Data records →

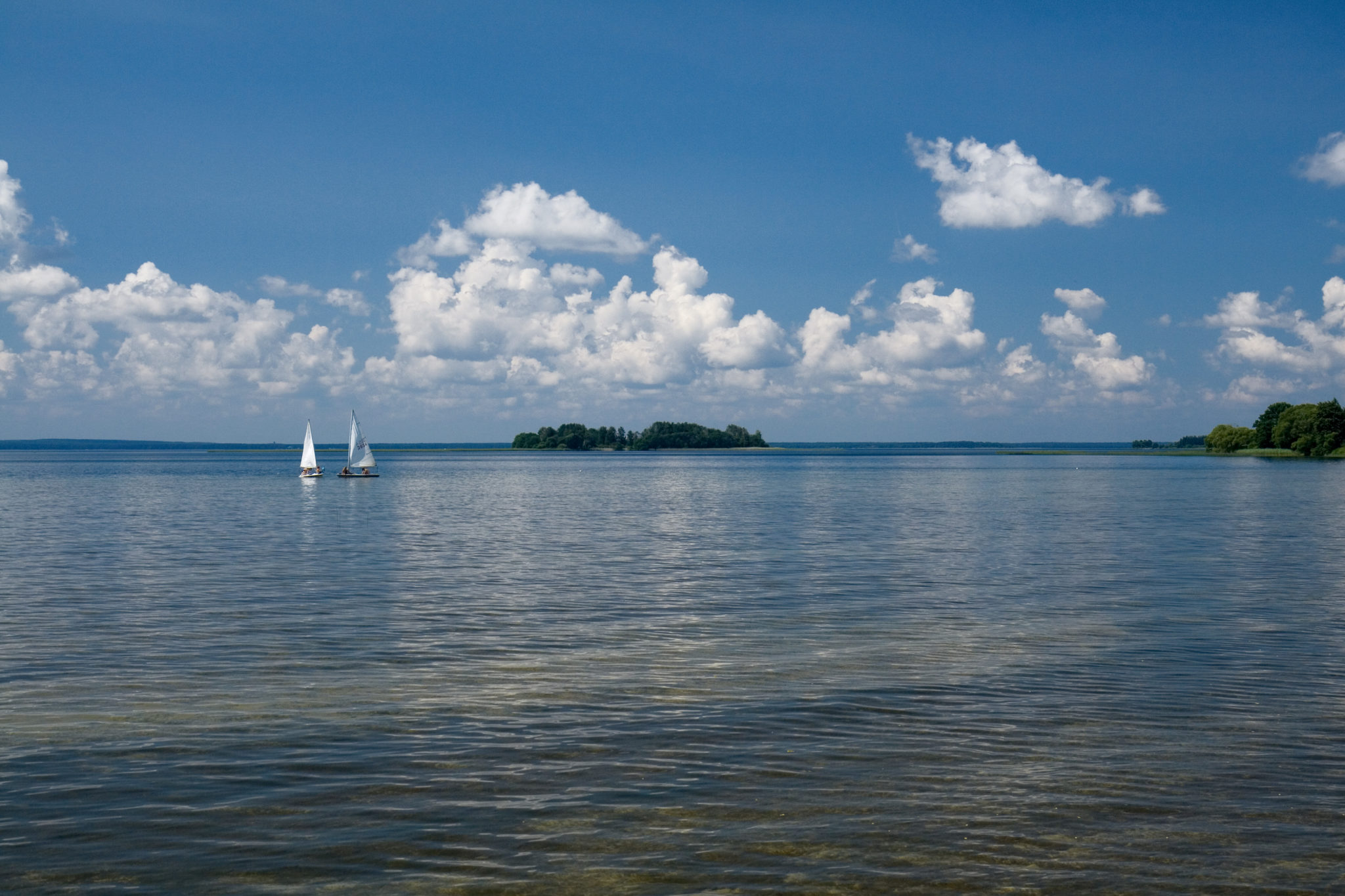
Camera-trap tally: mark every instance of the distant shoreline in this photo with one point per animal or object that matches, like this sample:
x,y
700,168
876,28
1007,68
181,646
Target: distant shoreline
x,y
265,448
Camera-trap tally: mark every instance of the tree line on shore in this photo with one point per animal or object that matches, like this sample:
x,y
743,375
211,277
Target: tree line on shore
x,y
1184,442
1312,430
577,437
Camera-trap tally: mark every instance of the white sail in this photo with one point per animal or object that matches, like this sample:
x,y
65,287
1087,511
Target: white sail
x,y
310,458
359,453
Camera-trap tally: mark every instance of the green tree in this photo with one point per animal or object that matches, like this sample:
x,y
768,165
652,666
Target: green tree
x,y
1229,438
1294,429
1265,423
1328,427
526,441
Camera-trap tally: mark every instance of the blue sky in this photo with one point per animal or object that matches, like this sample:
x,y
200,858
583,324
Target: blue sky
x,y
276,164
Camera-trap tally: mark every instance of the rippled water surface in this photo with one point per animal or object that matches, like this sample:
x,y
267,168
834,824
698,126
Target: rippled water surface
x,y
671,673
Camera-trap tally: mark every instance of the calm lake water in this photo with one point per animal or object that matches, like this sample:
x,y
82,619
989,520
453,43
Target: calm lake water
x,y
671,673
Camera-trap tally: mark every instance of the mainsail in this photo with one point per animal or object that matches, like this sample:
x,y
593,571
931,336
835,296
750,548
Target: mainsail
x,y
359,453
310,458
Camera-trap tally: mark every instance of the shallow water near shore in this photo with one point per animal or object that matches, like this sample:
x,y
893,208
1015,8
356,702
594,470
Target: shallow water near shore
x,y
671,673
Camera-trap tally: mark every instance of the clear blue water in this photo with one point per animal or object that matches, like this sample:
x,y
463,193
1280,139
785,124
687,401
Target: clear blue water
x,y
671,673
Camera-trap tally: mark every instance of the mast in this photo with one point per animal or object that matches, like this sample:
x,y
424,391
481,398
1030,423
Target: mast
x,y
359,453
310,458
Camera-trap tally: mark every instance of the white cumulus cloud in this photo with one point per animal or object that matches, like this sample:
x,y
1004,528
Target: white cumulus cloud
x,y
908,250
1319,345
1145,202
508,328
351,300
981,186
14,217
553,223
1084,301
1328,164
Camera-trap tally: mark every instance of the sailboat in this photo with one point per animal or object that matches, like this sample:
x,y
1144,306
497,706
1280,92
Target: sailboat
x,y
358,454
309,468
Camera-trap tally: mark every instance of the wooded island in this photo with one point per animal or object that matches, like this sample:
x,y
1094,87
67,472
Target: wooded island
x,y
1312,430
577,437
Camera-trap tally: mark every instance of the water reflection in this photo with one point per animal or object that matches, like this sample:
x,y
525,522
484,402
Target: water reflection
x,y
670,673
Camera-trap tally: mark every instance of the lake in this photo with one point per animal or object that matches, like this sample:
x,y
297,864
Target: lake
x,y
671,673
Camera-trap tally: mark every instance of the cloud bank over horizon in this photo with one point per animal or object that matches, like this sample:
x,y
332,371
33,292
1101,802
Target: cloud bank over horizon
x,y
513,327
509,328
1003,187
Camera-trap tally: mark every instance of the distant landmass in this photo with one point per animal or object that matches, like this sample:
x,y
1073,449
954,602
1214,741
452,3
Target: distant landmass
x,y
137,445
147,445
577,437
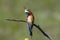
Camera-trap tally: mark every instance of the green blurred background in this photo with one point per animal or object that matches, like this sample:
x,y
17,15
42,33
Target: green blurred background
x,y
46,12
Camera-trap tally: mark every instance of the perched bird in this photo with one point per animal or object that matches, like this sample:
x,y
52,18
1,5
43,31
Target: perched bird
x,y
29,20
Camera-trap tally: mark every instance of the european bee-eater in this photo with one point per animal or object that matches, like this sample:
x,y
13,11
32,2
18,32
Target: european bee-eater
x,y
29,20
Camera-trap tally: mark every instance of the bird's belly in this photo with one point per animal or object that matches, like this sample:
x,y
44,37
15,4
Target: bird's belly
x,y
29,20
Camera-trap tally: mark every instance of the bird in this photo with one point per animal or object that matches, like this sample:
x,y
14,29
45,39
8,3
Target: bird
x,y
29,20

What you need to do →
Starting at the line that contains "Camera-trap tally: mark every instance of the european", repeat each line exactly through the last one in the listing. Include both of those lines and nothing more.

Result →
Camera-trap tally: mark every instance of the european bee-eater in this photo with one point per animal or object that matches, like this sample:
x,y
13,11
32,2
18,32
Target: european bee-eater
x,y
29,20
Camera-trap tally: mark every instance of the bird's belly in this photo with one point per animal or object that matches, like this sample:
x,y
44,37
15,4
Target: bird's belly
x,y
29,20
Camera-trap tally: mark every instance of the bird in this photo with one point per animal or object that matches, like this sample:
x,y
14,29
45,39
8,3
Target: bird
x,y
29,20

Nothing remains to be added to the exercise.